Heeft de gemeenteraad van Vlissingen de bepalingen over recreatie aan strand en zee opgesteld op basis van een medebewindsbevoegdheid of een autonome bevoegdheid? Op welke grondslag berust deze bevoegdheid?

Opgave 2 (Extra opgave Staatsrecht BD (oude stijl))

Eind 2006 besloot de gemeenteraad van Hilversum, vanwege toenemende overlast van grote terreinwagens (SUV’s), tot een parkeerverbod voor auto’s langer dan 5.10m en/of breder dan 1,95 meter. Dit verbod strekte zich uit over het gehele gebied van de Gemeente Hilversum.

Mark van Vliet is in het bezit van een enorm grote Jeep. Tegen de weigering van het college van B&W hem een vergunning te verlenen voor de parkeerplek voor zijn woning in het centrum van Hilversum komt hij bestuursrechtelijk op. Hij voert daarbij (onder meer) aan dat het verbod te algemeen is gesteld en ook ziet op plaatsen die niet tot de openbare ruimte behoren. Volgens Mark is de desbetreffende bepaling in de verordening daarom onverbindend.

a) Heeft dit betoog van Mark kans van slagen?

De gemeente erkent dat het algehele parkeerverbod mogelijk onverbindend is als het gaat om plaatsen die niet tot de openbare ruimte behoren, maar wijst er op dat Van Vliet zijn auto in het centrum aan een drukke straat wenst te parkeren. Deze straat is onmiskenbaar publieke ruimte. De gemeente stelt dat de verordening wél verbindend is als het gaat om de openbare weg.

b) Heeft dit betoog van de gemeente kans van slagen?

Na jaren procederen krijgt Van Vliet gelijk van de bestuursrechter. Maar zijn Jeep heeft hij inmiddels met een aanzienlijk verlies verkocht. Hij daagt de gemeente Hilversum daarom voor de civiele rechter met de stelling dat de bepaling, inhoudende het algehele parkeerverbod voor de genoemde categorie voertuigen, jegens hem een onrechtmatige daad oplevert

c) Is het mogelijk dat een door de gemeenteraad uitgevaardigd algemeen verbindend voorschrift een onrechtmatige daad oplevert in de zin van artikel 6:162 BW?

Opgave 3

Kortmann beschrijft in zijn boek divserse functies van het staatsrecht. Eén daarvan is de constituerende functie.

**AANGELEVERDE LIJST:**

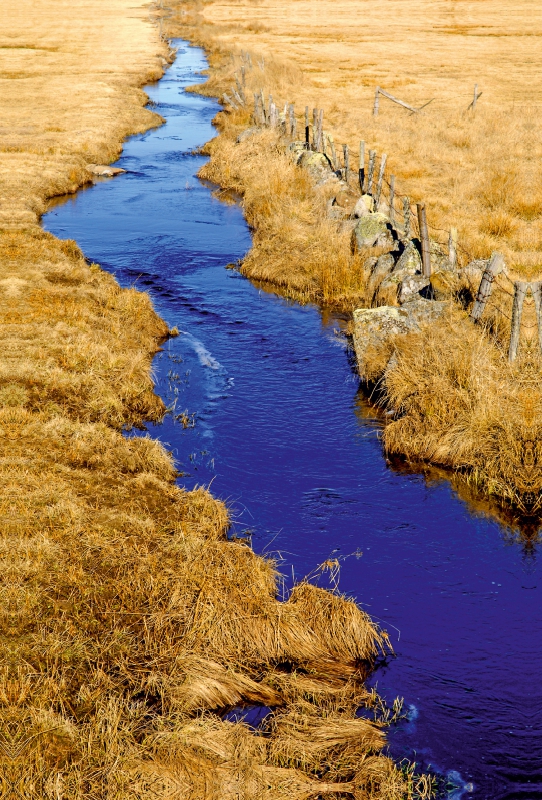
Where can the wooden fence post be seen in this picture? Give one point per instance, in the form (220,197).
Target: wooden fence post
(292,120)
(494,268)
(371,171)
(361,172)
(320,143)
(375,104)
(406,216)
(333,154)
(520,290)
(424,236)
(380,180)
(452,247)
(536,290)
(391,213)
(346,155)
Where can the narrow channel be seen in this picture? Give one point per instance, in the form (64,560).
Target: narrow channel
(268,412)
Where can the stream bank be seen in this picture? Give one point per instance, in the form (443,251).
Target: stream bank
(282,433)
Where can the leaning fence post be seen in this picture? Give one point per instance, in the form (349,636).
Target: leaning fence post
(536,289)
(292,120)
(424,236)
(406,216)
(391,213)
(452,247)
(495,266)
(371,171)
(520,290)
(346,155)
(361,173)
(380,180)
(375,104)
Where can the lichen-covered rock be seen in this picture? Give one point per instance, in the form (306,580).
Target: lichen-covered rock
(371,230)
(411,286)
(376,330)
(382,268)
(364,206)
(246,134)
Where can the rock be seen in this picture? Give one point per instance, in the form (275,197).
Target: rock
(382,268)
(246,134)
(371,230)
(364,206)
(346,199)
(104,171)
(318,165)
(411,286)
(375,330)
(297,149)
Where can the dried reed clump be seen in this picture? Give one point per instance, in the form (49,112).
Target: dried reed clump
(129,622)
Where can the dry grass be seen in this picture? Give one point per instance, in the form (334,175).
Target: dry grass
(129,622)
(457,402)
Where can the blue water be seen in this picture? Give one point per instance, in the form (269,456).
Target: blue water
(282,433)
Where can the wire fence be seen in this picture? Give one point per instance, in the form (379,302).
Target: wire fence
(499,300)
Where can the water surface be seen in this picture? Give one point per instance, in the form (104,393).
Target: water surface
(281,433)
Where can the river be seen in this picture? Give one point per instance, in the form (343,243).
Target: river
(281,432)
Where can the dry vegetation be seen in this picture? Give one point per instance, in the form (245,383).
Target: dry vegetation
(129,621)
(456,400)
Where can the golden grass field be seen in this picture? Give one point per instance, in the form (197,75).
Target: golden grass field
(129,622)
(457,403)
(480,172)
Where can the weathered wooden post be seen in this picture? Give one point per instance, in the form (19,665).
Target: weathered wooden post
(333,154)
(375,104)
(424,236)
(391,213)
(292,120)
(320,145)
(536,289)
(361,171)
(346,155)
(406,216)
(452,247)
(494,268)
(520,290)
(371,171)
(380,180)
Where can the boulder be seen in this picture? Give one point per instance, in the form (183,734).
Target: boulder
(371,230)
(104,170)
(382,268)
(410,287)
(364,206)
(246,134)
(375,331)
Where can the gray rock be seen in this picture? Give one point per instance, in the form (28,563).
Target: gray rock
(372,230)
(411,286)
(376,328)
(364,206)
(247,134)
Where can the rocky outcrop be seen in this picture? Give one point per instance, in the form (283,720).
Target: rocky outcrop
(376,330)
(373,230)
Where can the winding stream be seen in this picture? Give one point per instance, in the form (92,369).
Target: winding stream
(281,433)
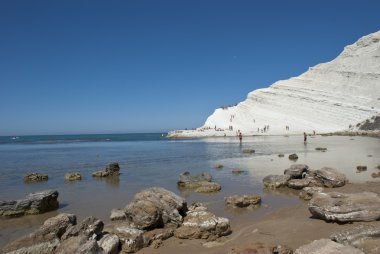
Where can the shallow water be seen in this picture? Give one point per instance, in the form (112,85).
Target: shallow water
(152,161)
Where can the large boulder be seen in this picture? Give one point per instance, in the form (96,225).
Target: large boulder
(45,239)
(243,201)
(156,207)
(202,224)
(35,177)
(364,237)
(111,170)
(33,203)
(330,177)
(326,246)
(296,170)
(276,181)
(340,207)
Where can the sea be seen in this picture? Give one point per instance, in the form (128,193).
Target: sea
(151,159)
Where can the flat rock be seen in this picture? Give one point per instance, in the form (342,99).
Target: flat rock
(33,203)
(243,201)
(308,192)
(202,224)
(296,170)
(341,207)
(73,176)
(276,181)
(330,177)
(156,207)
(35,177)
(364,237)
(298,183)
(326,246)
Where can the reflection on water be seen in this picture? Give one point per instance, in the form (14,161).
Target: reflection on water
(145,164)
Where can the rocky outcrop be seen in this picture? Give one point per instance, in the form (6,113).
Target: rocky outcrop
(202,224)
(364,237)
(340,207)
(156,207)
(111,170)
(276,181)
(33,203)
(330,177)
(73,176)
(296,171)
(326,246)
(35,177)
(243,201)
(308,192)
(200,183)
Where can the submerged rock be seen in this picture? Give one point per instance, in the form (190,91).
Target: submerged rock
(296,170)
(364,237)
(156,207)
(202,224)
(35,177)
(326,246)
(111,170)
(73,176)
(340,207)
(33,203)
(276,181)
(330,177)
(308,192)
(243,201)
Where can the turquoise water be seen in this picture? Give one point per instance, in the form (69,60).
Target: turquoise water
(148,160)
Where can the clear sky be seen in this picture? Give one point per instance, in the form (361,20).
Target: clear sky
(141,66)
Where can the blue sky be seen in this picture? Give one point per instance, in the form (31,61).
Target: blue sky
(141,66)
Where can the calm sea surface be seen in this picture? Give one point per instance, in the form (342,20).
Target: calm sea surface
(148,160)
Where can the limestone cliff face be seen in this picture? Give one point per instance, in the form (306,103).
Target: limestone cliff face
(328,97)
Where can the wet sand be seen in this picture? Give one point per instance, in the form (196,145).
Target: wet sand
(281,219)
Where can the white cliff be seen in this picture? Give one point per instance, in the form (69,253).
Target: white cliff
(328,97)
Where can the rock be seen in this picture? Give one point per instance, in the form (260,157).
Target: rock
(276,181)
(186,179)
(45,239)
(111,170)
(308,192)
(243,201)
(326,246)
(202,224)
(248,150)
(35,177)
(330,177)
(109,243)
(298,183)
(207,187)
(237,171)
(340,207)
(361,168)
(156,207)
(89,227)
(33,203)
(364,237)
(218,166)
(117,214)
(73,176)
(131,238)
(296,170)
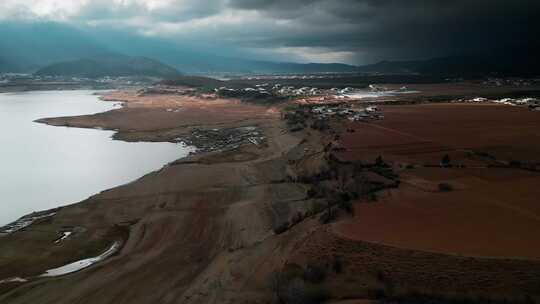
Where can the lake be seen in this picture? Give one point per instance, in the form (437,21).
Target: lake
(43,167)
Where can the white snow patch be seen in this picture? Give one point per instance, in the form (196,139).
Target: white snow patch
(65,235)
(79,265)
(13,280)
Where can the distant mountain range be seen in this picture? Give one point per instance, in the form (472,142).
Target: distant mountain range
(110,65)
(59,48)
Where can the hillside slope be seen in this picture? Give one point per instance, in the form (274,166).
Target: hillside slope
(114,66)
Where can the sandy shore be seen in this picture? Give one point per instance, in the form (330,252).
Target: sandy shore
(205,229)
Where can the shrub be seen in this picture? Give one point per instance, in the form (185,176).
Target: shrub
(346,205)
(281,228)
(337,264)
(445,161)
(314,274)
(328,216)
(445,187)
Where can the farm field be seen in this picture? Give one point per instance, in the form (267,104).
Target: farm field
(492,210)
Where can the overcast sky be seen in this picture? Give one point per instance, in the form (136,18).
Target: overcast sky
(350,31)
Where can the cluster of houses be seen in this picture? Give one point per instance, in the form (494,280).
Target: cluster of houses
(345,111)
(228,91)
(515,82)
(532,103)
(286,91)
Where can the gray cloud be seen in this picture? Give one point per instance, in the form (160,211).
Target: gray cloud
(356,31)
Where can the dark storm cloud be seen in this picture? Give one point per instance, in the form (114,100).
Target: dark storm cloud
(356,31)
(402,29)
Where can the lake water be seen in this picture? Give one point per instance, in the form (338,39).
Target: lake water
(43,167)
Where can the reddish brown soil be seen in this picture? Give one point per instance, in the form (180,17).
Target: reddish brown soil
(490,212)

**OPDRACHT 1:** Schrijf alle vragen uit het fragment over staatsrecht op die met een letter zijn aangeduid.
**OPDRACHT 2:** Hervat het fragment over staatsrecht na de laatste zin.

**RESULTAAT 1:**
a) Heeft dit betoog van Mark kans van slagen?
b) Heeft dit betoog van de gemeente kans van slagen?
c) Is het mogelijk dat een door de gemeenteraad uitgevaardigd algemeen verbindend voorschrift een onrechtmatige daad oplevert in de zin van artikel 6:162 BW?

**RESULTAAT 2:**
a) Geef, geïllustreerd aan de hand van de artikelen 76 en 77 van de Grondwet, aan wat deze constituerende functie van het staatsrecht inhoudt.

Kortmann gaat ook in op het begrip soevereiniteit.

b) Leg met verwijzing naar relevante jurisprudentie uit waardoor het Nederlandse centrale overheidsverband in de loop der jaren aan soevereiniteit zou hebben ingeboet.

Opgave 4

Kortmann besteedt in zijn boek aandacht aan de klassieke benadering van beleidsregels. De Hoge Raad heeft deze benadering verlaten in de loop der jaren.

Leg uit op welke wijze burgers een beroep kunnen doen op een beleidsregel in de klassieke benadering, respectievelijk in de huidige benadering van de Hoge Raad.

Opgave 5

Mag de Nederlandse rechter een ministeriële regeling toetsen aan het vertrouwensbeginsel?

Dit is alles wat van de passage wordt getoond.